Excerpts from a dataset
******

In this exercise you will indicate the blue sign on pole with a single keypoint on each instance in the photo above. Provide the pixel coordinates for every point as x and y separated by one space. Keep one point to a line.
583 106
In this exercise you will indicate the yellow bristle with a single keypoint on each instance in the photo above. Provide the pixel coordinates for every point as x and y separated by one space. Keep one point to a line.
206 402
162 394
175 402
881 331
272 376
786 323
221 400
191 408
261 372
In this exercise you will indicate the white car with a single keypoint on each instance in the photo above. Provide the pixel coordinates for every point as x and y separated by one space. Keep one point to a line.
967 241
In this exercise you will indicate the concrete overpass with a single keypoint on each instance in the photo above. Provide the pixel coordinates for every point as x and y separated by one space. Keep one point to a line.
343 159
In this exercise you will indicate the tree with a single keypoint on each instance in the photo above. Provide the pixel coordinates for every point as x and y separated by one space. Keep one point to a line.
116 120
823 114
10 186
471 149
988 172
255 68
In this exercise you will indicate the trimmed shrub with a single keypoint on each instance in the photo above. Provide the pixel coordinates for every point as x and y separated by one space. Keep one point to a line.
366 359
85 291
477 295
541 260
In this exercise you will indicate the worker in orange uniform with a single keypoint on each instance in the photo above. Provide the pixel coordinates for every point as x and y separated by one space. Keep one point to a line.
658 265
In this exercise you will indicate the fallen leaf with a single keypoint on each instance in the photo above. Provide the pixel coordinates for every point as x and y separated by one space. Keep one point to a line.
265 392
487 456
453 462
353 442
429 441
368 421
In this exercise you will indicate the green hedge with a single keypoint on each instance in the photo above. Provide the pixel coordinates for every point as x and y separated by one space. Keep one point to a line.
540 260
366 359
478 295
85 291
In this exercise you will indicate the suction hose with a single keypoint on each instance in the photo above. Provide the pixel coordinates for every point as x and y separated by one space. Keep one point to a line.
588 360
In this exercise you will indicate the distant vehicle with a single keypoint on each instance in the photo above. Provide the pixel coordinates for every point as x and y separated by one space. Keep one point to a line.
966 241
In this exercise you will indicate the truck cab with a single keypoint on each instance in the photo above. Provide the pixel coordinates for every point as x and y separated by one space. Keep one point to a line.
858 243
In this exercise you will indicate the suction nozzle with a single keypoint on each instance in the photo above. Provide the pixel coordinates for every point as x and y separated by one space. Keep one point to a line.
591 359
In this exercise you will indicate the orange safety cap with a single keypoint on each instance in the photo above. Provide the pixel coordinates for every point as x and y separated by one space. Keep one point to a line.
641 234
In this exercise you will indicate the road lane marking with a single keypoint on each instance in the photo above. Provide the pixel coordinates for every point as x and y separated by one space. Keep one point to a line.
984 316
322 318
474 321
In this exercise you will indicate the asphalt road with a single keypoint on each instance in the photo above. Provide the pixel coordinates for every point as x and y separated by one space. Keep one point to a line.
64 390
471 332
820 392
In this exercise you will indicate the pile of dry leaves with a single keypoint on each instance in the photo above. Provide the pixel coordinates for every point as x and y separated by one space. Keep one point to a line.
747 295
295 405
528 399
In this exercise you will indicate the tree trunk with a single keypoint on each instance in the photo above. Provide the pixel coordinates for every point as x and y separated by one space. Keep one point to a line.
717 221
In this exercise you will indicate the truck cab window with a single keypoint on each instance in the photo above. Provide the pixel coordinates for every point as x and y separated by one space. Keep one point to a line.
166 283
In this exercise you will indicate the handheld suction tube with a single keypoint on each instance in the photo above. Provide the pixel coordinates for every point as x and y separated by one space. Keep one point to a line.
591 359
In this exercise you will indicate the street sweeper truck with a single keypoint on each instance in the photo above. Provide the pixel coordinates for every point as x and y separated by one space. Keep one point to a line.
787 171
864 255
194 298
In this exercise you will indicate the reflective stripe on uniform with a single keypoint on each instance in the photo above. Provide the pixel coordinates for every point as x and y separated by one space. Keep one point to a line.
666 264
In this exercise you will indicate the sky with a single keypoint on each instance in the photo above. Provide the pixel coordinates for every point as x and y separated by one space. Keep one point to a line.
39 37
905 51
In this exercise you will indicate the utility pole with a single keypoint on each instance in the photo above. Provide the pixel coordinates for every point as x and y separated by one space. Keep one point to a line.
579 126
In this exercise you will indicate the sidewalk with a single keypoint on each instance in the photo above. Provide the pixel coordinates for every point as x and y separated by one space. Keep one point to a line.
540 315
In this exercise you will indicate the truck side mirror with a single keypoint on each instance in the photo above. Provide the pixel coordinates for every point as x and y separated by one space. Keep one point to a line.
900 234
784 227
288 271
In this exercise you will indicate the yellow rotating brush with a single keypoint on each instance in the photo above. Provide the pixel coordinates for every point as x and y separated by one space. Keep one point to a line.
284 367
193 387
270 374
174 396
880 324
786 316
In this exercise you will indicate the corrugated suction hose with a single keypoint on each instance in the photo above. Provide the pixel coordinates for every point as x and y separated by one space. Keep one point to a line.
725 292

******

WHAT THE EXERCISE ASKS: Look at the entries above. Then set all of them down again exactly.

SOLUTION FOR THIS EXERCISE:
In this exercise you will indicate the blue sign on pole with a single keypoint on each instance in the photo above. Provide the pixel coordinates for every point as x and y separated by one space. Keep one point to a line.
583 106
In this exercise you will indicate the yellow bristle with a single keypoint on each instance in the photo above. Provide the pixel coordinates for every point as x and y separated by one space. Keep one point to a line.
206 402
162 394
175 402
881 331
272 376
786 323
221 400
191 408
261 372
In this exercise you will indicate the white car with a single keypoint on each instance in the photo above. Provide the pixel coordinates for every point as x and y separated by one space. Keep one point to a line.
967 241
In this exercise you will indicate the concrete overpass with a single keypoint on each instance in the photo above. Provide the pixel coordinates for every point as x and y separated by one space. Keep one point to a line.
343 159
In this exercise you will indicate the tree with a single keypoint on each instance in the photo above. Provide the pixel coordinates for every point as x and y separated by one space. Keep one point to a line.
116 120
823 114
10 186
471 149
988 172
255 68
In this exercise you will indicate the trimmed shrub with a single keypoint on each instance in the photo above. Provide the pixel coordinates for every point as x and y separated by one space. Keep one point to a line.
366 359
85 291
477 295
541 260
In this exercise you will indicate the worker in orange uniform with a single keypoint on each instance in the photo above. Provide the pixel coordinates for every point as x and y separated by one space. Keep one point to a line.
658 265
In this exercise you will indicate the fallen leaf with a single keypoint on each instance in the photo above. Provide the pixel coordinates for every point as x and y separated by one space. Keep one point to a line.
265 392
487 456
453 462
353 442
429 441
368 421
In this exercise you will indicate the green hedge with a single keypoint on each instance in the photo above. Provide the pixel coordinates for every point as x and y separated by one space. Keep one point to a line.
540 260
366 359
478 295
85 291
In this exercise you will indicate the suction hose with a single keypoint on each instance in the photo above. Provide the pixel coordinates for every point as x and y separated by one space. Keep one point to a line.
588 360
In this exercise you will indicate the distant vehicle with a single keypoint on each instance in the photo above. Provide the pixel coordinates for every point as x and y separated by one space. Keep one point to a line.
966 241
In this exercise you will indicate the truck cab with a single keypoint on each instance in the photo above. Provide the pixel coordinates for every point as x and y separated by one space. Keep one point to a line.
858 243
In this exercise you will indicate the suction nozzle with a single keypoint on each instance in the photo above. Provide the pixel coordinates for every point as x and y separated by one space. Keep one point to a line.
591 359
In this exercise you will indicate the orange safety cap with a single keypoint on each instance in the photo above. Provide the pixel coordinates for every point as x and y separated by one space. Keep one point to a line.
641 234
In this exercise you will indicate the road lane marking with a single keypoint on each instance in the photo above. Provide the pixel coordinates for every point as x and y separated by one space. Keep one point to a line.
984 316
322 318
474 321
In this exercise you will indicate the asphalt road with a single keypoint on each instance in the photo above. Provide the pixel coordinates for every point as x and y separated by one space. Keep one point to a line.
64 390
471 332
820 392
In this exercise you will indicate the pile of dry leaves with a single keypoint on each instance in the photo above. Provide the pixel coordinates for every point as x and y separated by one space. Keep one point to a line.
747 295
295 405
528 399
In this exercise you will indicate the tree trunk with a single keypoint on each instance in the photo above. Provide the pixel coordinates for every point as x and y separated by one space. Keep one point to a line.
717 221
In this exercise you will indicate the truck cab window with a single keypoint on each instance in the photo above. Provide the pixel coordinates for every point as x and y separated by one space. Keep one point to a line.
166 283
In this exercise you will indicate the handheld suction tube with a single keypoint on each instance in the photo above. Provide the pixel coordinates for every point as x and y separated by one space. Keep one point to a line.
591 359
In this exercise you will indicate the street sweeper truck with a single keypoint on each instance in the photo above. Provide the pixel coordinates for every point as x and y separated by one space. Keep one point to a line.
787 171
864 255
194 298
In this exercise you will indicate the reflective stripe on uniform with a single keypoint on each instance in the photo above. Provide the pixel coordinates for every point as x and y separated by one space. Keep one point to a line.
666 264
In this exercise you will indicate the sky with a single keypoint on each instance in the photo above. Provide the pixel coordinates for every point as x and y separated by one space. Keep one point to a line.
39 37
905 51
In this exercise you will indicate the utility pole with a single keypoint on each instance in the photo above. Provide the pixel coordinates for every point as x and y separated by one space. Keep one point to a line.
579 126
In this exercise you will indicate the sidewalk with a single keypoint on each instance in the photo above. Provide the pixel coordinates for every point as x and y separated by one space. Keep one point to a line.
540 315
In this exercise you will indicate the truck side mirror with a single keypoint on each instance in the photo above. Provide the pixel coordinates for every point as x and y separated by one space. Keep one point to a line.
900 234
784 227
288 271
In this exercise you will indicate the yellow rotating brush with a single keypoint on each instance in the photo above. Provide the pixel coordinates for every point as x and y separated by one space. Keep one point to a line.
284 367
193 387
270 374
174 396
880 324
786 316
In this exercise you will indicate the corrugated suction hose with a single keypoint on each instance in the photo above. Provide the pixel coordinates for every point as x and y separated by one space. Keep one point to a line.
725 292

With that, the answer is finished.